[TO DO]
1 - In the micromega commit, switch "certificate" to "witness" and write out everything from "Added directory contribs/micromega" down to "solve inequations, manually.".
2 - Answer these about the micromega commit, one answer a line:
(a) How many insertions does the commit record?
(b) What file mode is given for the new file CheckerMaker.v?
(c) Whose micromega tactic does the commit generalize?
3 - Condense the paragraph of the micromega commit that begins "Added directory contribs/micromega" into a short list that keeps its main facts.

[SELECTED PASSAGE]
·····
Added directory contribs/micromega with the generalization of Frédéric Besson's micromega tactic for an arbitrary ordered ring. So far no tactic has been defined. One has to apply the theorems and find the certificate, which is necessary to solve inequations, manually.


git-svn-id: svn+ssh://scm.gforge.inria.fr/svn/coq/trunk@10226 85f007b7-540e-0410-9357-904b9bb8a0f7

6 files changed, 1453 insertions, 0 deletions

diff --git a/contrib/micromega/CheckerMaker.v b/contrib/micromega/CheckerMaker.v
new file mode 100644
index 0000000000..8aeada77b1
--- /dev/null
+++ b/contrib/micromega/CheckerMaker.v
@@ -0,0 +1,121 @@
+(********************************************************************)
+(*                                                                  *)
·····
Segmentation annotation records:

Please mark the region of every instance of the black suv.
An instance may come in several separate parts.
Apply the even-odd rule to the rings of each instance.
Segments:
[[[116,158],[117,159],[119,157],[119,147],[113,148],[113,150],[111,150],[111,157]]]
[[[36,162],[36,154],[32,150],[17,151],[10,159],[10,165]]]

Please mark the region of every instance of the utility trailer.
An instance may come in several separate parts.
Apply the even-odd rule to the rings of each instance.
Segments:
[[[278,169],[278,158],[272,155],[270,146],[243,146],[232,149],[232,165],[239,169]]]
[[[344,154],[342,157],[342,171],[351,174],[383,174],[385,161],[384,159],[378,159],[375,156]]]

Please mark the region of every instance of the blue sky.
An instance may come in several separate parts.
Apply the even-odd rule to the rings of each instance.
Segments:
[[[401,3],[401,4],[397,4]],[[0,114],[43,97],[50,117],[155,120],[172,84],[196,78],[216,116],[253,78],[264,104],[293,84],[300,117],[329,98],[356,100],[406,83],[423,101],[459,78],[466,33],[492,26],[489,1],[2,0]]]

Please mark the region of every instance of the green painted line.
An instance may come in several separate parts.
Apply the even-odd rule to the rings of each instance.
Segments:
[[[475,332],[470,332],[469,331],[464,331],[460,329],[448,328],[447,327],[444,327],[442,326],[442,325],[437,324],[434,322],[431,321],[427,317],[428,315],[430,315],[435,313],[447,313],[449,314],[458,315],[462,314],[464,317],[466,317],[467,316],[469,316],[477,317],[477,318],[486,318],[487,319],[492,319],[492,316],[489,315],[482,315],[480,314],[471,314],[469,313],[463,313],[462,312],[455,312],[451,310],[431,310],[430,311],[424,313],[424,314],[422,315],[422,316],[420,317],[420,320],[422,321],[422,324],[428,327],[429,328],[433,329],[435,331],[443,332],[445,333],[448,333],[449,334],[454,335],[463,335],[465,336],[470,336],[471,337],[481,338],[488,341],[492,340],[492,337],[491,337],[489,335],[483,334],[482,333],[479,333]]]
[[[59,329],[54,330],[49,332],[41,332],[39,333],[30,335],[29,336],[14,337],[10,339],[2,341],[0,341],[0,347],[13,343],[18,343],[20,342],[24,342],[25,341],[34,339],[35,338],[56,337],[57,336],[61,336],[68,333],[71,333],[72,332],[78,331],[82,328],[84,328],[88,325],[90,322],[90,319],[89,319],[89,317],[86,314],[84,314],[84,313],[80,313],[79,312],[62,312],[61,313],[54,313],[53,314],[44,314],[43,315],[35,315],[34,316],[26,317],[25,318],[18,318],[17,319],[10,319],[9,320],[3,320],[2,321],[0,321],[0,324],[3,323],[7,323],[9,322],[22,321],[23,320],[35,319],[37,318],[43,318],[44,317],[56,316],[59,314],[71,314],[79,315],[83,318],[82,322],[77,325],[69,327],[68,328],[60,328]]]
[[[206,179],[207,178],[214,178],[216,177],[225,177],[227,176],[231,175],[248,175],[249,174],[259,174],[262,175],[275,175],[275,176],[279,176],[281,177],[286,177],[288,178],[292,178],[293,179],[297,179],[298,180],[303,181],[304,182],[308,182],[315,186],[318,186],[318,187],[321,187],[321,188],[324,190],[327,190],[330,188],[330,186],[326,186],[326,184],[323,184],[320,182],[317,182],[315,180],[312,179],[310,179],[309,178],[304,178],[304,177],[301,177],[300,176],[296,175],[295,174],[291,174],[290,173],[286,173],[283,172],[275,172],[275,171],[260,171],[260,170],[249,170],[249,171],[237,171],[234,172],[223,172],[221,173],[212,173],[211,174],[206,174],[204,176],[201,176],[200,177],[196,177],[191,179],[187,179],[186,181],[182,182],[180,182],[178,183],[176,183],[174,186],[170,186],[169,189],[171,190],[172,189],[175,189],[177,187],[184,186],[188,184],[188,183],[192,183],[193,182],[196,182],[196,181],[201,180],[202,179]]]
·····
[RESPONSE LIST]
1 -
Added directory contribs/micromega with the generalization of Frédéric Besson's micromega tactic for an arbitrary ordered ring. So far no tactic has been defined. One has to apply the theorems and find the witness, which is necessary to solve inequations, manually.

2 -
(a) 1453
(b) 100644
(c) Frédéric Besson's

3 -
- Adds the directory contribs/micromega, generalizing Frédéric Besson's micromega tactic to an arbitrary ordered ring.
- No tactic has been defined yet.
- The theorems must be applied manually, and the certificate needed to solve inequations must be found manually.